### Aim
Quote the lines below word for word, leaving out the picture.

### Supplied material

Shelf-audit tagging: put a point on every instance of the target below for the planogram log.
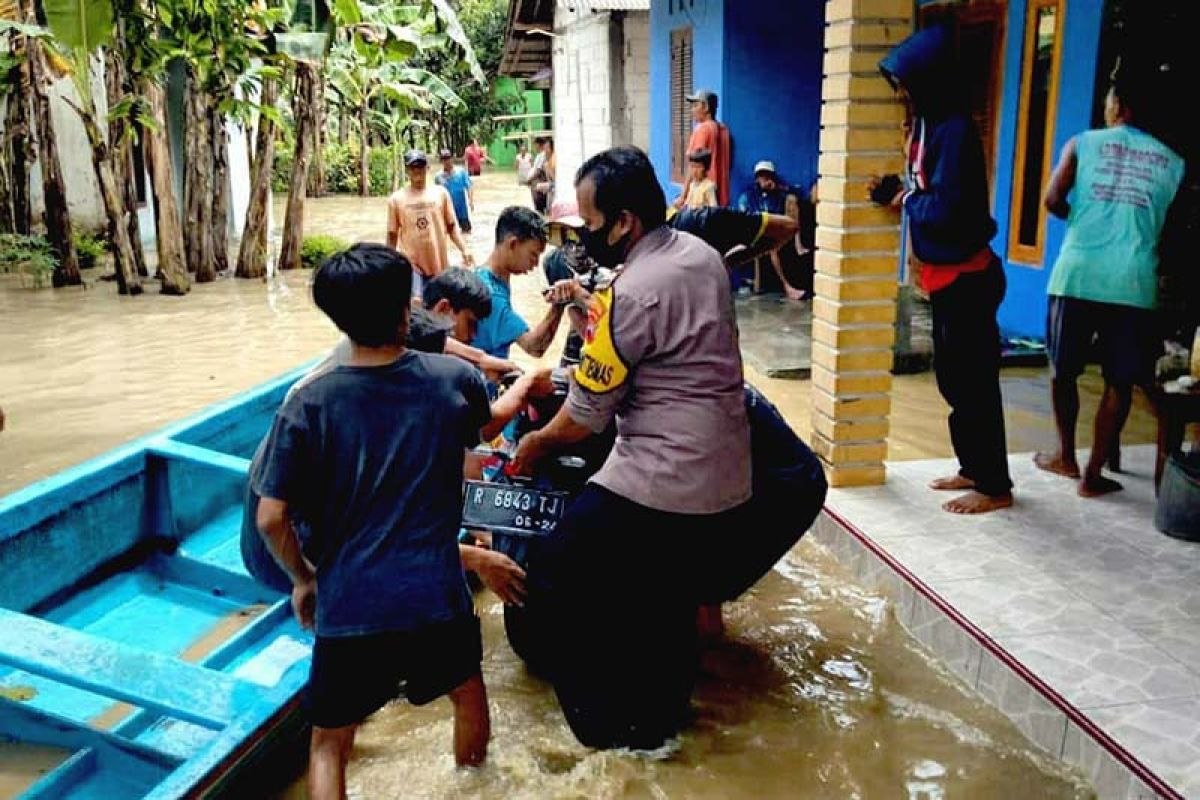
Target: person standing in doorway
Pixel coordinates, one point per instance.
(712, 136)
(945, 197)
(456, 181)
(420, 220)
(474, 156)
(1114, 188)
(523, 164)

### Answer to the exercise
Shelf-audit tagging: put a point on every instance of the target below for the planogram log.
Target: person standing in doorway
Pixel coordinates, one point per instance.
(712, 136)
(945, 197)
(456, 181)
(420, 220)
(474, 156)
(1114, 188)
(523, 164)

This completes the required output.